*** TEXT BLOCK
[INDOLOGY] Fwd: Starting a new academic journal
Dominik Wujastyk
wujastyk at gmail.com
Fri Aug 25 05:24:03 UTC 2017
Arlo asked me to share our correspondence with the list so that he can
continue in public.
Best,
Dominik
------------------------------
*From:* Dominik Wujastyk <wujastyk at gmail.com>
*Sent:* Wednesday, August 23, 2017 8:46 PM
*To:* Arlo Griffiths
*Subject:* Re: [INDOLOGY] Starting a new academic journal
But Arlo, every journal you mention is pay-to-read. One of the premises of
the OA model is that taxpayer-funded research should not be paid for
twice. As the OLH site says (italics mine),
Since 1986, subscription costs for academic journals have risen by 300%
above inflation. In addition to exponentially increased research output
over this period this has triggered what is known as “the serials crisis”;
the inability of library budgets to keep pace with the prices set by
publishers.
Simultaneously, it has been realised that* putting research behind paywalls
*is both unjust (especially if the research was funded by the taxpayer) and
also unhelpful; scholarly and scientific practices are not advanced by
restricting access. This led to the rise of the open access movement. Open
access is traditionally schematized into two routes: green and gold. The
former means that access is made open through the author depositing a copy
of their article in their institution’s repository. The second means that
the journal itself is open and free to read.
******
*** SUPPLIED ENTRIES
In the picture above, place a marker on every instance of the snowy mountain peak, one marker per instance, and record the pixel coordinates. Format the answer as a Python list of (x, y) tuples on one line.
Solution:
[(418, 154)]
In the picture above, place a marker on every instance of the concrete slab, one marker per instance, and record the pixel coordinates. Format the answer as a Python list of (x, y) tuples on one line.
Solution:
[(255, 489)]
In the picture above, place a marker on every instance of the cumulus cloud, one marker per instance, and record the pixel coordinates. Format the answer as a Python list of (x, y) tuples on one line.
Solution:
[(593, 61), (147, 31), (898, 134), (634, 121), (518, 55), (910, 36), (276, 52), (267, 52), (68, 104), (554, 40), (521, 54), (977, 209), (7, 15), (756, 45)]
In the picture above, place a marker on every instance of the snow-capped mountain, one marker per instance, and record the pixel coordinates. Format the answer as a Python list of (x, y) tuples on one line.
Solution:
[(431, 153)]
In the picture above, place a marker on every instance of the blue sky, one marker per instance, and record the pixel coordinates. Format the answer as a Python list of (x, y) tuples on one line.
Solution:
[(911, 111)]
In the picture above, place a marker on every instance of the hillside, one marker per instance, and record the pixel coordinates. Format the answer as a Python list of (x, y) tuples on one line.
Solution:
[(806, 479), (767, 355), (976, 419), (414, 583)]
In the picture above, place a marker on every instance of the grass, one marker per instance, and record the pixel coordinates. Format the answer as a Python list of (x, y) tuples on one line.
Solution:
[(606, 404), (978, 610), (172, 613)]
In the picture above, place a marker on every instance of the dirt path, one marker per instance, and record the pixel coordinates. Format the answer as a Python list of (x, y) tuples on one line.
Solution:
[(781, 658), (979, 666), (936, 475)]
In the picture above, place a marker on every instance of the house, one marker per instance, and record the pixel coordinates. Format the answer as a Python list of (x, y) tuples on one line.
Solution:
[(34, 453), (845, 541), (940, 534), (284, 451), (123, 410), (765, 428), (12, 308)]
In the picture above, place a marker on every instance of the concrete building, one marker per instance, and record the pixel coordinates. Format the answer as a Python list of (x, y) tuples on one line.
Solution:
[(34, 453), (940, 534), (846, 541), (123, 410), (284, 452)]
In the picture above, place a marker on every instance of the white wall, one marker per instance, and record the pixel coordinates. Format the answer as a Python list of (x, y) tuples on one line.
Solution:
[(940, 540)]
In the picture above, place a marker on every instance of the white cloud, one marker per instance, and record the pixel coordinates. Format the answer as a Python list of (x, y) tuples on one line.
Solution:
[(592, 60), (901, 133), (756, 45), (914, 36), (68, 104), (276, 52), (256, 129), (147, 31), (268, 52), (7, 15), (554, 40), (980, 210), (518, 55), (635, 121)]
******
> PROBLEM SET
1. According to the email on open access, why is putting research behind paywalls a problem?
2. Duplicate the passage of the email on open access from "[INDOLOGY] Fwd: Starting" up to and including "continue in public.".
Base your work only on the text, not on the records.

> SOLVED PROBLEMS
1. Putting research behind paywalls is unjust, especially when the taxpayer funded the research. It is also unhelpful, because restricting access does not advance scholarly and scientific practices.

2.
[INDOLOGY] Fwd: Starting a new academic journal
Dominik Wujastyk
wujastyk at gmail.com
Fri Aug 25 05:24:03 UTC 2017
Arlo asked me to share our correspondence with the list so that he can
continue in public.